## [Text extract]
************
The inlet portion 116 is configured to be operated between an open and a closed position. In the open position, fluid contained within the tank 102 can be removed by internal tank pressure through the valve body 120 to the outlet portion 118 of the valve 104. In the closed position, the inlet portion of the valve 104 is sealed to prevent fluid from entering the valve body 120, thereby preventing the removal of fluid from the tank 102. The inlet portion 116 is portion proximate to the bottom portion 105 of the tank 102. In some embodiments, the inlet portion is about 2 inches from a floor 107 of the tank.

The fail-closed valve 104 is powered by a power system 122 and configured to be in the closed position when not powered. Therefore, when power is removed from the fail-closed valve 104, the inlet portion 116 will be in the closed position and will prevent removal of fluid from the tank 102. The fail-closed valve 104 will be discussed in more detail with respect to FIG. 2.

Also shown in FIG. 1 is a schematic view of the heat exchanger arrangement 106. The heat exchanger arrangement is configured to heat the fluid contained within the tank 102 to facilitate the removal of the fluid from the tank 102. A plurality of heat exchangers of varying types can be utilized in the arrangement 106. In the depicted embodiment, the heat exchanger arrangement 106 includes a first heat exchanger 124, a second heat exchanger 126, a blower 128, and a fluid heater 130 in fluid communication with one another to form a heat exchanger circuit 131. In other embodiments, the first and second heat exchangers 124, 126 are electric heaters controlled by a controller and do not require an external heat exchanger arrangement. In some embodiments, power can be provided to the electric heaters though a feedthrough at the pressure vessel boundary. Additionally, as shown, the blower 128 is configured to move a heat exchanger fluid between the fluid heater 130 and the first and second heat exchangers 124, 126 in a closed-loop configuration to form the heat exchanger circuit 131.
************
Return, word for word, the part of the tank valve passage from "The fail-closed valve 104 is" up to and including "respect to FIG. 2.".
************
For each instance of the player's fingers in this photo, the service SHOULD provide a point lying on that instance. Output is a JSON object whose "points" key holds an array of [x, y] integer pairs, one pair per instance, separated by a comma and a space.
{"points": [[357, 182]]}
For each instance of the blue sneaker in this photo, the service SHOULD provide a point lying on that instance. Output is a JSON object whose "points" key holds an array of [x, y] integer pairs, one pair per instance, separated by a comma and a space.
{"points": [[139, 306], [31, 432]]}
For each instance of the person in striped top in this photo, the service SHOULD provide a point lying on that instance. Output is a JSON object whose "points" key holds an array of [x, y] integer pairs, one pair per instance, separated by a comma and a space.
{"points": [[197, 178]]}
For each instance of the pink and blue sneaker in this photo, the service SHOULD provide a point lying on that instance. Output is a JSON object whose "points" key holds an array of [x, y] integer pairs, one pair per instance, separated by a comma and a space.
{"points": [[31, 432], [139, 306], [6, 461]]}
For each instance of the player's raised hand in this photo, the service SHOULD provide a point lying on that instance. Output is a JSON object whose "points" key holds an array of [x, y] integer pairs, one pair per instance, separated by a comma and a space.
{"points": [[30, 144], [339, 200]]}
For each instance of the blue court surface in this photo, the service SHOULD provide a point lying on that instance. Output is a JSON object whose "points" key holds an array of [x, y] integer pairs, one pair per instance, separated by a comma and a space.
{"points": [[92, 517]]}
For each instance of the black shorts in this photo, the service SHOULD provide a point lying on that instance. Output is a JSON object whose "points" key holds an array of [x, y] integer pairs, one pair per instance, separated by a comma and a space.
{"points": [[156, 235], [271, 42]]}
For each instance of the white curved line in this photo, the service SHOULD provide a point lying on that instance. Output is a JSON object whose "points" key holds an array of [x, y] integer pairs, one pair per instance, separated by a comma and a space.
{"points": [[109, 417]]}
************
## [Output for this exercise]
The fail-closed valve 104 is powered by a power system 122 and configured to be in the closed position when not powered. Therefore, when power is removed from the fail-closed valve 104, the inlet portion 116 will be in the closed position and will prevent removal of fluid from the tank 102. The fail-closed valve 104 will be discussed in more detail with respect to FIG. 2.